Task to complete:
Rewrite the data below as a numbered list with blank lines left out, starting at the line that contains "Place one keypoint on each instance of the oven" and ending after the line that contains "Target: stainless steel range". List only those lines.

Task data:
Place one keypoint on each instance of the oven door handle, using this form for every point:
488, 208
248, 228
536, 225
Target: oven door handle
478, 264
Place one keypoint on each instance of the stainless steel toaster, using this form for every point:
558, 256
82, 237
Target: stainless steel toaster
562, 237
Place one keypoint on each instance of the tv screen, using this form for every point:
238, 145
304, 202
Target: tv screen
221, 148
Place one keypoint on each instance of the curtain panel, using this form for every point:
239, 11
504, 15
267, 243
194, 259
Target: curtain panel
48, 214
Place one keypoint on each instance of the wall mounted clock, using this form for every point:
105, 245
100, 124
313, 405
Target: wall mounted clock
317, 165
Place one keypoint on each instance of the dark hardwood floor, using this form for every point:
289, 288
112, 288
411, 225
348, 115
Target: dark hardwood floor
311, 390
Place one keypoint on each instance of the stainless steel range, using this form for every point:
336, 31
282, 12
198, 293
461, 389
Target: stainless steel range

--

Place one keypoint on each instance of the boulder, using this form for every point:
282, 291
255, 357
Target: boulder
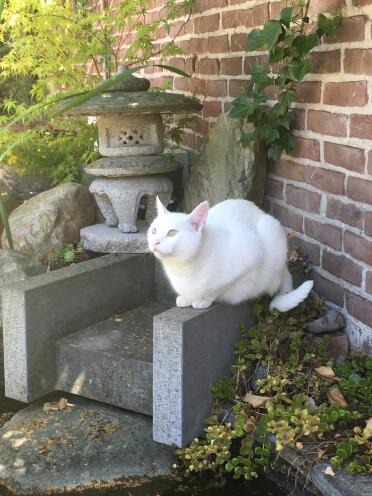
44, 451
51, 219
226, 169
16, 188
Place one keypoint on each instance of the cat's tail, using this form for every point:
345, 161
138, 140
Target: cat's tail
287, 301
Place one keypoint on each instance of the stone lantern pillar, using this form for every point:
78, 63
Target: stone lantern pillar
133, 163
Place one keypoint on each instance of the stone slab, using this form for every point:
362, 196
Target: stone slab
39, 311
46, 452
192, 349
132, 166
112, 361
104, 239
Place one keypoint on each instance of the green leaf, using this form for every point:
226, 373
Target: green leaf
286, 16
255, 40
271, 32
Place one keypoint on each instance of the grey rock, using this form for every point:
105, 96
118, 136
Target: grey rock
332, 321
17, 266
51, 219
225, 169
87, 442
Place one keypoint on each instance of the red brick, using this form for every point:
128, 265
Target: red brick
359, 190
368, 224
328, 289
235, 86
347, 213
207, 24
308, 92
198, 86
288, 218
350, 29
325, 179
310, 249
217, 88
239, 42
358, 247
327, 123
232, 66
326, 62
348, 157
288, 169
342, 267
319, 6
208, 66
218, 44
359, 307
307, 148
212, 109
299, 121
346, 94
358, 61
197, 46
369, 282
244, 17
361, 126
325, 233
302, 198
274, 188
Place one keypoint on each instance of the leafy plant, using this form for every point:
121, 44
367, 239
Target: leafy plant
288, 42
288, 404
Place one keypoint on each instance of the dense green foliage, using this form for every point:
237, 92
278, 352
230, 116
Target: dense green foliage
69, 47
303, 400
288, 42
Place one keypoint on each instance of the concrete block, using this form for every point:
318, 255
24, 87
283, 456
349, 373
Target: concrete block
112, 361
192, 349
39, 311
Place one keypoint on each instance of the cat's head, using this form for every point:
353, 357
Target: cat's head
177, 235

---

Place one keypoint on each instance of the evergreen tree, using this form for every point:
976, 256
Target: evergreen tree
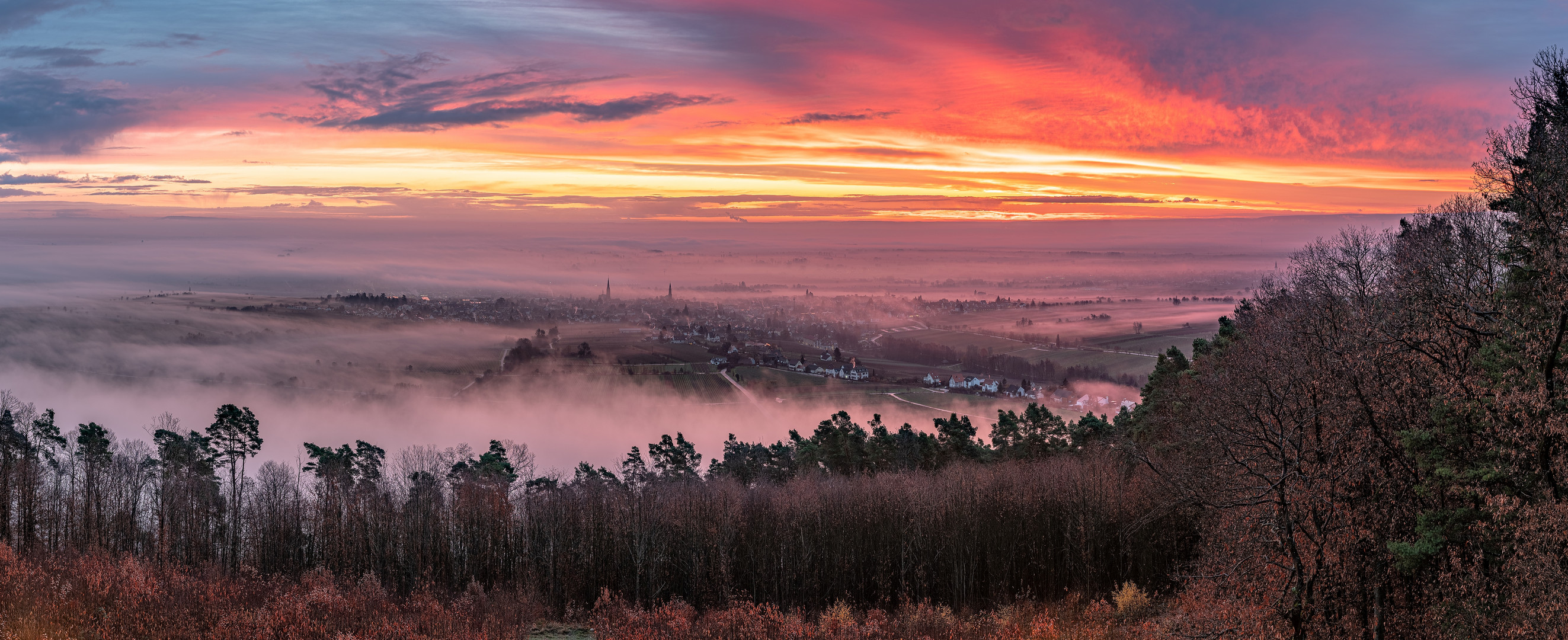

Output below:
1. Place one keypoint on each instance of the oven door handle, using this form for every point:
2. 488, 208
3. 248, 228
4. 536, 225
5. Target: oven door handle
6. 478, 264
7. Place one keypoint on each instance of the stainless steel toaster, using this form for every point:
8. 558, 256
9. 82, 237
10. Target: stainless steel toaster
11. 562, 237
12. Place one keypoint on each instance of the tv screen, using this form for every point:
13. 238, 145
14. 304, 202
15. Target: tv screen
16. 221, 148
17. Place one keypoint on each instance of the curtain panel, using this form for every point:
18. 239, 11
19. 504, 15
20. 267, 243
21. 194, 259
22. Target: curtain panel
23. 48, 214
24. Place one keypoint on each instance of the wall mounted clock, using this form for every point:
25. 105, 245
26. 100, 124
27. 313, 405
28. Target: wall mounted clock
29. 317, 165
30. Place one keypoint on each instance of the dark hardwood floor, using this form for every point:
31. 289, 288
32. 112, 288
33. 411, 225
34. 348, 115
35. Target: dark hardwood floor
36. 311, 390
37. Place one keypoint on each instance of the stainless steel range, using this form for every point:
38. 336, 31
39. 282, 12
40. 198, 293
41. 461, 389
42. Target: stainless steel range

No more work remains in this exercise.